# [AIM OF THE EXERCISE]
Copy the following items verbatim, keeping every line and coordinate unchanged.

# [DATA SHOWN]

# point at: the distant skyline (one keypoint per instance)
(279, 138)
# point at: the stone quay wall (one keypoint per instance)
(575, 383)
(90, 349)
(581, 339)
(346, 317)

# [EXPECTED ANSWER]
# point at: the distant skyline (one keypoint per instance)
(279, 138)
# point at: the stone quay wall (one keypoint per instance)
(575, 383)
(90, 349)
(581, 339)
(346, 317)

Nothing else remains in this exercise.